[[ Text shown open ]]

I can understand why you're doing what you're doing, and would probably have done the same in your shoes (a decade ago). Flowers

Please stick to buying on your own tho, and make sure you protect it legally (speak to a solicitor about what might give him a claim on it).

user163578742 · 26/01/2020 11:19

How are you going to pay your tax bill now?

RubyandMax · 26/01/2020 11:23

It's ok, I have a year til I have to pay tax again.

OP posts:
user163578742 · 26/01/2020 11:24

I don't think it's frustration of you "not doing as you were told" but frustration at seeing someone act against their best interests because it felt too momentarily uncomfortable to do otherwise. Even though that choice will likely cause much longer lasting future discomfort.

It's not nice seeing people in difficult circumstances, least of all where it seems avoidable.

[[ Text shown closed ]]
[[ Data records open ]]

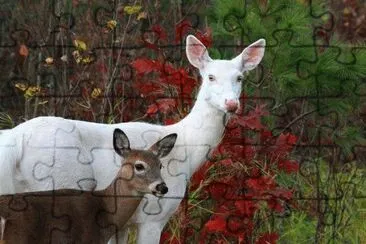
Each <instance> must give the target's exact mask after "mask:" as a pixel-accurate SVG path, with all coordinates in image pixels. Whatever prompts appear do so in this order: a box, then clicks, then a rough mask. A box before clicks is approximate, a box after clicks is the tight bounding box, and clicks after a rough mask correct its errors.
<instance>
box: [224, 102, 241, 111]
mask: <svg viewBox="0 0 366 244" xmlns="http://www.w3.org/2000/svg"><path fill="white" fill-rule="evenodd" d="M225 106H226V109H227V111H228V112H235V111H236V110H237V109H238V107H239V104H238V102H237V101H236V100H234V99H229V100H227V99H225Z"/></svg>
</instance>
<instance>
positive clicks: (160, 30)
mask: <svg viewBox="0 0 366 244" xmlns="http://www.w3.org/2000/svg"><path fill="white" fill-rule="evenodd" d="M151 30H152V31H153V32H155V33H156V34H157V35H158V39H161V40H166V32H165V30H164V29H163V28H162V27H161V26H160V25H154V26H153V27H152V28H151Z"/></svg>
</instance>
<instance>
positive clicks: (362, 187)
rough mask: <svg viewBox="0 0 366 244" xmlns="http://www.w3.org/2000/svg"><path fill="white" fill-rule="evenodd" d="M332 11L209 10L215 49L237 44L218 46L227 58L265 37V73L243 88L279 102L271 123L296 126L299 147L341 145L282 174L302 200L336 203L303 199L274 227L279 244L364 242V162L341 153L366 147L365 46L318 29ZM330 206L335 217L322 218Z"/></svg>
mask: <svg viewBox="0 0 366 244" xmlns="http://www.w3.org/2000/svg"><path fill="white" fill-rule="evenodd" d="M309 2H311V3H312V4H311V6H310V5H309ZM329 6H330V3H329V1H320V0H314V1H301V0H296V1H295V0H293V1H287V0H276V1H272V0H258V1H249V0H248V1H245V0H229V1H220V0H216V1H214V3H213V4H212V7H211V8H210V9H209V10H208V15H209V20H210V26H211V27H212V30H213V36H214V40H215V45H216V44H217V45H218V46H220V45H225V47H227V46H229V47H232V48H225V50H224V51H222V50H221V49H220V48H217V49H216V50H215V54H216V55H217V53H220V54H221V58H229V57H232V56H233V55H235V53H238V48H237V47H238V45H241V48H244V47H245V46H246V45H248V44H250V43H252V42H254V41H256V40H257V39H259V38H265V39H266V42H267V46H266V51H265V56H264V60H263V61H262V63H261V65H262V69H258V70H257V72H251V73H250V74H249V76H248V77H247V82H246V84H245V85H244V87H243V89H244V91H245V93H246V94H247V95H248V96H249V97H251V96H255V97H270V98H275V100H274V101H268V103H269V105H268V107H269V108H271V109H272V111H271V114H272V115H275V114H277V115H280V116H270V117H268V118H267V120H266V121H265V122H266V124H267V125H269V126H270V127H271V128H277V127H280V128H286V129H290V130H291V132H292V133H293V134H295V135H297V136H298V137H299V141H300V143H304V144H312V143H324V144H333V145H335V147H334V148H336V149H334V150H333V149H332V150H333V151H332V150H331V149H329V150H328V149H324V150H319V153H318V154H317V155H313V154H311V152H310V153H309V152H306V151H305V150H303V151H301V150H299V151H298V152H296V153H297V154H298V155H299V156H302V157H304V156H305V158H309V160H308V161H307V162H305V163H303V164H302V165H301V172H302V174H298V175H297V176H296V177H295V178H294V177H288V176H286V175H282V174H279V175H277V181H278V182H279V184H280V185H284V186H286V187H288V188H295V189H297V190H296V192H297V194H298V195H299V197H300V199H303V198H309V199H317V198H318V197H319V196H323V197H325V198H326V199H327V198H329V199H328V200H319V201H317V200H304V201H298V206H297V207H298V208H293V209H292V213H291V215H290V217H289V218H287V217H286V218H283V220H281V221H280V223H278V224H276V225H275V228H277V230H278V233H279V234H280V237H281V238H280V240H279V242H280V243H314V242H316V241H321V242H328V241H330V242H332V241H333V242H334V243H361V240H365V231H363V230H366V228H365V224H364V223H361V222H362V218H365V213H364V212H363V210H364V209H365V203H364V201H363V202H362V201H361V200H360V199H357V200H356V199H355V192H356V191H357V192H358V191H361V192H362V191H364V190H361V189H366V184H365V178H364V175H365V172H364V170H363V169H360V167H359V165H358V164H359V162H356V163H352V164H346V166H343V164H344V162H343V161H342V160H343V159H340V158H336V156H335V155H340V154H341V155H342V156H341V157H344V158H348V157H350V156H352V154H353V148H354V146H355V145H365V144H366V141H365V139H364V138H365V129H364V126H363V123H362V121H361V122H357V121H359V119H358V116H359V112H360V109H361V100H360V95H359V94H364V92H365V87H364V85H363V82H362V80H363V79H364V78H365V77H366V56H365V55H366V52H365V51H364V49H365V44H363V43H356V44H352V45H350V44H349V43H345V42H344V41H342V38H341V35H342V33H337V32H336V31H328V32H327V31H323V32H321V31H319V30H320V29H319V28H318V27H329V26H330V23H331V21H332V19H331V18H332V17H334V16H331V15H330V14H326V11H328V10H329ZM343 39H344V38H343ZM249 100H250V99H249ZM265 102H267V101H265ZM280 131H281V130H280ZM337 146H338V148H337ZM340 152H341V153H340ZM296 153H295V154H296ZM307 153H309V154H307ZM315 157H316V158H315ZM350 165H352V166H350ZM356 186H357V187H356ZM363 196H365V194H363ZM324 209H326V210H327V212H329V213H333V214H330V215H329V216H323V215H322V210H324ZM362 209H363V210H362ZM329 222H331V223H333V224H326V223H329ZM360 228H363V230H362V231H359V230H360ZM354 230H357V231H354Z"/></svg>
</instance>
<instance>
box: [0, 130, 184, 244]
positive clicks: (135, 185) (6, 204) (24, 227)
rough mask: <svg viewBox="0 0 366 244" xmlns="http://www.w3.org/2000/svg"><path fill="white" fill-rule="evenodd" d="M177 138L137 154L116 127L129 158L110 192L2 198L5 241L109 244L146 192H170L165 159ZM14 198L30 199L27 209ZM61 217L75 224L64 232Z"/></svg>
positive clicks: (39, 195)
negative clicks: (108, 242) (12, 203)
mask: <svg viewBox="0 0 366 244" xmlns="http://www.w3.org/2000/svg"><path fill="white" fill-rule="evenodd" d="M176 138H177V135H176V134H170V135H168V136H166V137H164V138H163V139H161V140H160V141H158V142H156V143H155V144H154V145H153V146H151V148H149V149H148V150H134V149H131V148H130V142H129V140H128V138H127V136H126V135H125V134H124V132H123V131H121V130H120V129H115V131H114V132H113V147H114V150H115V151H116V153H117V154H119V155H120V156H121V157H122V158H123V159H122V162H121V166H120V169H119V172H118V174H117V177H116V178H115V179H113V181H112V183H111V184H110V185H109V186H108V187H107V188H106V189H103V190H100V191H78V190H71V189H61V190H54V191H41V192H27V193H17V194H11V195H5V196H0V216H1V217H2V218H5V219H6V222H5V223H4V224H3V230H4V231H3V233H2V239H1V240H3V239H4V240H5V241H6V242H7V243H8V244H11V243H14V244H20V243H54V241H55V242H57V243H88V244H89V243H106V242H108V240H109V239H110V238H111V237H112V236H113V235H114V234H115V233H116V227H117V229H122V228H123V226H124V225H125V224H126V222H127V221H128V220H129V218H130V217H131V215H132V214H133V213H134V211H135V210H136V208H137V206H138V205H139V203H140V201H141V199H142V197H143V195H144V194H146V193H152V194H154V195H157V196H163V195H164V194H166V193H167V192H168V188H167V186H166V185H165V183H164V181H163V179H162V178H161V173H160V169H161V162H160V158H162V157H165V156H166V155H168V154H169V152H170V151H171V150H172V148H173V147H174V143H175V141H176ZM14 198H15V199H24V200H25V201H26V202H27V204H26V206H24V207H23V208H22V209H15V210H14V209H12V208H11V206H12V202H13V201H14ZM109 211H112V212H109ZM65 215H67V217H65ZM55 216H57V217H55ZM63 216H64V217H63ZM61 218H67V219H68V221H67V224H68V225H69V226H67V225H65V226H64V228H63V230H62V227H61V226H62V225H60V226H57V224H55V222H56V223H57V222H58V221H57V220H56V219H61ZM56 228H58V230H59V231H57V230H56ZM60 230H62V231H60Z"/></svg>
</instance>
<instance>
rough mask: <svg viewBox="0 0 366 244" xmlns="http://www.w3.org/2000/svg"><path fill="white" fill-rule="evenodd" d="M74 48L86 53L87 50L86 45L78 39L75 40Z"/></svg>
mask: <svg viewBox="0 0 366 244" xmlns="http://www.w3.org/2000/svg"><path fill="white" fill-rule="evenodd" d="M74 46H75V47H76V49H78V50H80V51H85V50H86V49H87V46H86V43H85V42H83V41H81V40H78V39H75V40H74Z"/></svg>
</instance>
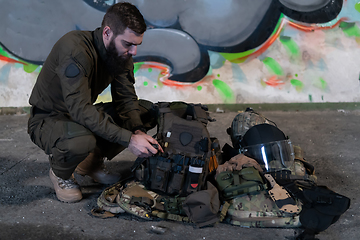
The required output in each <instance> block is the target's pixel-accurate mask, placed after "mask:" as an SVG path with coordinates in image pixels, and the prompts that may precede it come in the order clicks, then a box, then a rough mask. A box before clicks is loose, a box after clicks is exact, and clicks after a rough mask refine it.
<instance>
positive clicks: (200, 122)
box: [132, 102, 219, 196]
mask: <svg viewBox="0 0 360 240" xmlns="http://www.w3.org/2000/svg"><path fill="white" fill-rule="evenodd" d="M157 107H158V129H157V134H156V140H157V141H158V142H159V144H160V145H161V147H162V148H163V150H164V153H160V152H159V153H158V154H156V155H154V156H152V157H149V158H138V159H137V160H136V161H135V164H134V165H133V167H132V171H133V172H135V177H136V179H138V180H139V181H141V182H143V183H144V185H145V186H146V188H148V189H150V190H153V191H157V192H159V193H160V194H167V195H170V196H177V195H179V196H187V195H189V194H190V193H193V192H195V191H199V190H202V189H205V186H206V185H205V183H206V178H207V176H208V174H209V173H210V172H211V171H213V170H215V169H216V167H217V165H218V163H217V159H216V155H215V152H217V151H218V149H219V144H218V141H217V139H215V138H211V137H210V134H209V132H208V130H207V128H206V126H207V123H208V122H209V121H213V120H212V119H211V118H210V117H209V113H208V112H207V108H206V107H205V106H203V105H201V104H188V103H184V102H159V103H158V104H157Z"/></svg>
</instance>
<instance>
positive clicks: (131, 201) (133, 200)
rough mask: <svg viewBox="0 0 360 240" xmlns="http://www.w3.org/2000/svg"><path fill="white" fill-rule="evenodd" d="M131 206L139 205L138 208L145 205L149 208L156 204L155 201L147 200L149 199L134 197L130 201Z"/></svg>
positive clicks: (141, 197) (132, 196)
mask: <svg viewBox="0 0 360 240" xmlns="http://www.w3.org/2000/svg"><path fill="white" fill-rule="evenodd" d="M130 204H134V205H137V206H139V205H140V206H144V205H147V206H150V207H151V206H153V205H154V202H153V200H151V199H150V198H147V197H134V196H132V197H131V199H130Z"/></svg>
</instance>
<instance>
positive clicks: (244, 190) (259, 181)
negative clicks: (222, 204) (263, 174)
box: [216, 167, 267, 200]
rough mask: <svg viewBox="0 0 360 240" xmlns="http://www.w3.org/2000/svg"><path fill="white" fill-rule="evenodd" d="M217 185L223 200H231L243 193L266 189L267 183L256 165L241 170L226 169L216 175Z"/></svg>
mask: <svg viewBox="0 0 360 240" xmlns="http://www.w3.org/2000/svg"><path fill="white" fill-rule="evenodd" d="M216 185H217V188H218V190H219V192H220V198H221V199H222V200H230V199H233V198H235V197H236V196H240V195H242V194H248V193H255V192H257V191H261V190H264V189H266V188H267V187H266V183H265V181H264V180H263V178H262V177H261V176H260V174H259V171H258V170H256V169H255V168H254V167H247V168H243V169H241V170H240V171H224V172H221V173H219V174H218V176H217V177H216Z"/></svg>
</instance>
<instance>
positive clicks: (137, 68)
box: [134, 62, 143, 74]
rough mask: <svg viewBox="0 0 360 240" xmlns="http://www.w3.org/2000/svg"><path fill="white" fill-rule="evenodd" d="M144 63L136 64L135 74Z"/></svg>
mask: <svg viewBox="0 0 360 240" xmlns="http://www.w3.org/2000/svg"><path fill="white" fill-rule="evenodd" d="M142 65H143V63H138V62H137V63H134V74H135V73H136V72H137V71H138V70H139V69H140V68H141V66H142Z"/></svg>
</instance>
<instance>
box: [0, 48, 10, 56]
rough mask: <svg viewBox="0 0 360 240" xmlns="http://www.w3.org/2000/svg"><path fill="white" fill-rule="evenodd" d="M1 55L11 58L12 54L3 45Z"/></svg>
mask: <svg viewBox="0 0 360 240" xmlns="http://www.w3.org/2000/svg"><path fill="white" fill-rule="evenodd" d="M0 55H2V56H4V57H8V58H11V56H10V55H9V54H8V53H7V52H6V51H5V50H4V49H3V48H2V47H0Z"/></svg>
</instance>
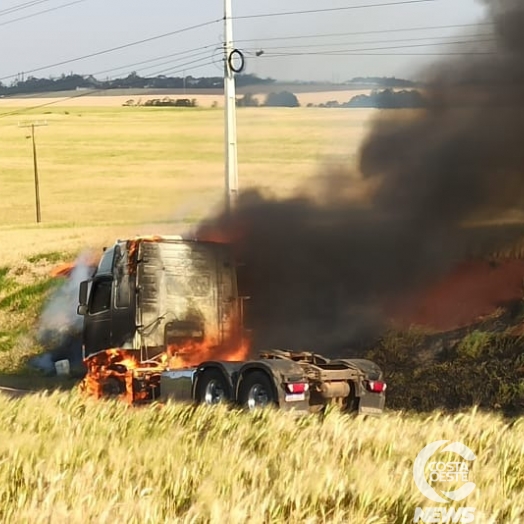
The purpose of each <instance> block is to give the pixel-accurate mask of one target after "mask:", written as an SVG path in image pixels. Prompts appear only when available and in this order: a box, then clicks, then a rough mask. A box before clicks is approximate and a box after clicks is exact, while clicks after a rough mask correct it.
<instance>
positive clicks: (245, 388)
mask: <svg viewBox="0 0 524 524" xmlns="http://www.w3.org/2000/svg"><path fill="white" fill-rule="evenodd" d="M238 401H239V403H240V404H241V405H242V406H244V407H245V408H247V409H249V410H253V409H257V408H265V407H268V406H275V405H277V404H278V401H277V398H276V396H275V392H274V387H273V383H272V381H271V379H270V378H269V377H268V375H267V374H266V373H264V372H263V371H253V372H252V373H248V374H247V375H246V376H245V377H243V378H242V382H241V383H240V389H239V392H238Z"/></svg>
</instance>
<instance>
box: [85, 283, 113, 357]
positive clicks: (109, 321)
mask: <svg viewBox="0 0 524 524" xmlns="http://www.w3.org/2000/svg"><path fill="white" fill-rule="evenodd" d="M112 287H113V280H112V278H111V277H110V276H101V277H95V278H94V279H93V281H92V283H91V293H90V295H89V302H88V308H87V314H86V315H85V317H84V336H83V339H84V358H85V357H87V356H89V355H91V354H93V353H96V352H97V351H101V350H103V349H110V348H111V295H112Z"/></svg>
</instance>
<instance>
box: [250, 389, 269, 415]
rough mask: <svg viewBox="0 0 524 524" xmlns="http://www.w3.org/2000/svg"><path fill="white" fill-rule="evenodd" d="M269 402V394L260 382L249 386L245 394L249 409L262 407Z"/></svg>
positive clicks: (263, 406)
mask: <svg viewBox="0 0 524 524" xmlns="http://www.w3.org/2000/svg"><path fill="white" fill-rule="evenodd" d="M269 402H270V398H269V394H268V392H267V391H266V388H265V387H264V386H262V384H254V385H253V386H251V389H250V390H249V393H248V395H247V406H248V408H249V409H255V408H264V407H266V406H267V405H268V404H269Z"/></svg>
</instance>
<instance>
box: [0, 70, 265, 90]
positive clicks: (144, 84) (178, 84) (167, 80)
mask: <svg viewBox="0 0 524 524" xmlns="http://www.w3.org/2000/svg"><path fill="white" fill-rule="evenodd" d="M273 82H274V80H273V79H271V78H259V77H258V76H256V75H251V74H245V75H237V76H236V85H237V86H239V87H243V86H250V85H261V84H271V83H273ZM223 86H224V79H223V78H222V77H218V76H217V77H198V78H197V77H193V76H186V77H168V76H164V75H159V76H156V77H153V78H148V77H142V76H140V75H138V74H137V73H131V74H129V75H128V76H126V77H124V78H117V79H114V80H97V79H96V78H95V77H93V76H91V75H89V76H83V75H77V74H73V73H71V74H69V75H62V76H60V77H57V78H36V77H34V76H28V77H27V78H25V79H21V78H18V79H17V80H15V81H14V82H12V84H11V85H4V84H2V83H1V82H0V95H16V94H28V93H48V92H53V91H73V90H77V89H101V90H109V89H128V88H135V89H183V88H186V89H188V90H189V89H191V90H193V89H220V88H223Z"/></svg>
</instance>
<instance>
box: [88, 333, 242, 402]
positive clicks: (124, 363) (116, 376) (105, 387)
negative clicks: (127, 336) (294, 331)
mask: <svg viewBox="0 0 524 524" xmlns="http://www.w3.org/2000/svg"><path fill="white" fill-rule="evenodd" d="M138 354H139V353H138V352H137V351H131V350H125V349H116V348H115V349H106V350H104V351H100V352H98V353H96V354H94V355H91V356H90V357H88V358H87V359H86V360H85V363H86V366H87V374H86V377H85V378H84V380H83V381H82V383H81V390H82V391H83V392H85V393H86V394H88V395H90V396H93V397H95V398H102V397H106V396H117V397H120V398H121V399H123V400H125V401H126V402H128V403H129V404H137V403H143V402H148V401H151V400H154V399H155V398H157V396H158V393H159V389H160V375H161V373H162V372H163V371H165V370H166V369H184V368H188V367H194V366H198V365H199V364H201V363H203V362H205V361H208V360H222V361H229V362H232V361H243V360H246V359H247V358H248V355H249V343H248V341H247V340H240V339H239V341H238V343H232V342H231V343H229V344H227V345H221V346H220V345H217V344H216V343H215V342H214V339H212V338H210V339H208V340H204V341H201V342H196V341H186V342H182V343H179V344H172V345H170V346H169V347H168V348H167V351H165V352H164V353H161V354H160V355H158V356H157V357H155V360H154V361H152V360H148V361H146V362H141V361H140V359H139V358H138ZM137 384H139V386H138V385H137Z"/></svg>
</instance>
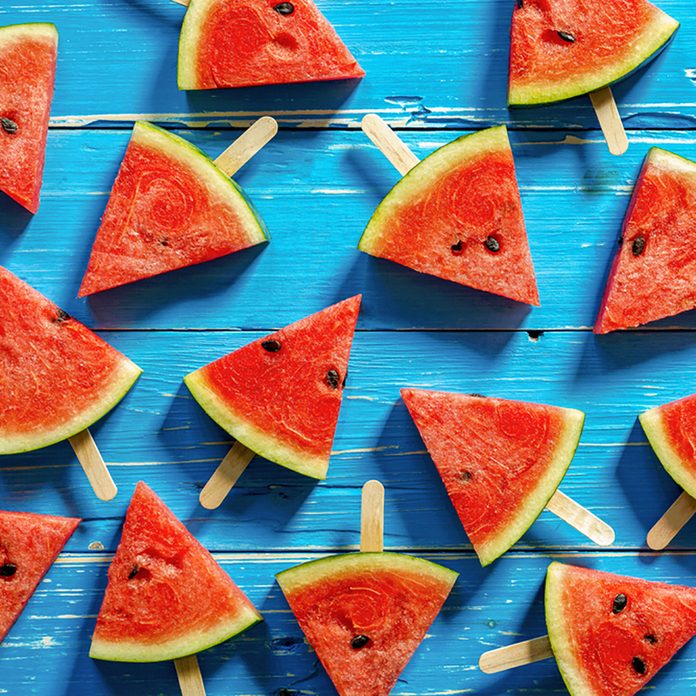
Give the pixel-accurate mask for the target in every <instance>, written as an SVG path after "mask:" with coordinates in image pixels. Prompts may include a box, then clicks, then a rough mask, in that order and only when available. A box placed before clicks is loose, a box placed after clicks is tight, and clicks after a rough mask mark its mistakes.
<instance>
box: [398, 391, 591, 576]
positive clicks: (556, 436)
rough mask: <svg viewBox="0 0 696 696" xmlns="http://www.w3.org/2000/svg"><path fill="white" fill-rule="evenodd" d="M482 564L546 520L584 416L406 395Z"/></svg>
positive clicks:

[[ Data records closed ]]

What you should do:
Pick up the forum thread about buying on your own and the tax bill, continuing after its last sentence.

Output for this task:
BoomBoomBoomLetMeHearYouSay · 26/01/2020 11:39

Don’t want to rain on your parade but be careful here. I paid off secret debt for an ex - I thought it was the right thing to do. I gave him a lump sum and paid all his bills for about a year so he could get on top of things.
He later proposed (after a long time of not proposing) - I was thrilled. We planned a wedding (mainly paid for by me and my parents). Ten days before the wedding he decided he’d never wanted to marry me! I was absolutely devastated and it took me a long time to get over that.
I was a mug OP - tread carefully.
Throughout all this going on he was never fully transparent with me on how much debt was there was or what he’d even spent the money on. We’d been paying our bills proportionally anyway (ie I paid the bulk) and his car/mobile phone was paid for by work. I also usually paid more for holidays. No idea what the best part of £20k went on!

BobbyBlueCat · 26/01/2020 11:56

This would be a deal breaker for me and I would walk away. I certainly wouldn't be buying a house with him.

It wouldn't be the debt that would make me leave (although that would certainly be a large part of it). It's the lying that would end it for me.

Normal people, as soon as they realise the insurance wouldn't cover the whole debt, would have said straight away and discussed what to do. And then everything that happened afterwards was preventable.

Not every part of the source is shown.